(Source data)

· · · ·

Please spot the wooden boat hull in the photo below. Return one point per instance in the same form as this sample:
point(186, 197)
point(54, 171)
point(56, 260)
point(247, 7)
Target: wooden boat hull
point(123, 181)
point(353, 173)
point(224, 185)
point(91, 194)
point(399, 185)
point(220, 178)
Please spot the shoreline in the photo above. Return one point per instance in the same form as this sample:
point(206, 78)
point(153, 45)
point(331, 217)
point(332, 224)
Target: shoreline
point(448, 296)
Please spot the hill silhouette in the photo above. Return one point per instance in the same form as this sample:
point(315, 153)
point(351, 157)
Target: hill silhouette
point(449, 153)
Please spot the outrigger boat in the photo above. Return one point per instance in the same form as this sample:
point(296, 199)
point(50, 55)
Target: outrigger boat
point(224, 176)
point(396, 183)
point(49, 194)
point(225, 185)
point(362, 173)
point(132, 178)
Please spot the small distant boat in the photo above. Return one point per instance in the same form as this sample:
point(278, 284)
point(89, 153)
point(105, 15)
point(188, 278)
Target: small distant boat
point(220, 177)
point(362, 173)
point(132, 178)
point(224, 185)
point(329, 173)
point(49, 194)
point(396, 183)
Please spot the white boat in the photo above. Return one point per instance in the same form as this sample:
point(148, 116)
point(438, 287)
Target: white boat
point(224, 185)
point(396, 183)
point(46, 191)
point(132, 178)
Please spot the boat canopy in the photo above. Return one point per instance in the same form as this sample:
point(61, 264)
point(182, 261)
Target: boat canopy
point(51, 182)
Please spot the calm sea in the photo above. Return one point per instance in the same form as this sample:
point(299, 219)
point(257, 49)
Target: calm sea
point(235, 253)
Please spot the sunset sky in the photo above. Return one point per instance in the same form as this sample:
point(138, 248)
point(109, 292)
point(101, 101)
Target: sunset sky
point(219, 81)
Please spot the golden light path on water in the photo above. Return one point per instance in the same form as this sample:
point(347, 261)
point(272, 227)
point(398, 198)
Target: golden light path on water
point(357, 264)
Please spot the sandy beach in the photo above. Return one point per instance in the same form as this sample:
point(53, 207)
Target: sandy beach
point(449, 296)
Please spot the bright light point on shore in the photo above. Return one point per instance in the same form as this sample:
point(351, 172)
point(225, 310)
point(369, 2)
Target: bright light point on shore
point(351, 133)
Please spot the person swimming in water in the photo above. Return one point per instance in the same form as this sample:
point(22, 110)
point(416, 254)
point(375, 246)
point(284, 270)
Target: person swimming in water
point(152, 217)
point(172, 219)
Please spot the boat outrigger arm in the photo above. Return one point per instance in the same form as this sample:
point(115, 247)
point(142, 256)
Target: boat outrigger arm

· · · ·

> YOUR OBJECTIVE
Look above for the line containing "Please spot the calm", then please write out that line and each one after it through the end, exactly, with nothing else.

> OUTPUT
Please spot the calm sea in the photo above. Return one point per instance in the same form as this sample:
point(299, 219)
point(257, 49)
Target: calm sea
point(235, 253)
Please spot the sunset sky in the photo above. Return one point per instance in the same form as this sample:
point(138, 248)
point(109, 292)
point(101, 101)
Target: sunset sky
point(219, 81)
Please spot the golden light path on water in the photo above. Return one point per instance in the same form as this sample:
point(347, 261)
point(272, 227)
point(398, 198)
Target: golden light path on water
point(357, 264)
Please spot the sandy beach in the photo above. Return one point per instance in the same form as this sample:
point(53, 207)
Target: sandy beach
point(449, 296)
Please spot the bright light point on shore in the photo above. Return one point per instance in the same form as this sample:
point(351, 172)
point(225, 310)
point(369, 2)
Target: bright light point on shore
point(351, 133)
Please spot the person swimming in water in the photo above. Return one point per instance in the same form as this sample:
point(22, 110)
point(416, 254)
point(375, 246)
point(284, 270)
Target: person swimming in water
point(152, 217)
point(172, 219)
Please spot the boat outrigger arm in the photo above. Return one point per instance in the same form as this sample:
point(115, 247)
point(142, 256)
Target: boat outrigger arm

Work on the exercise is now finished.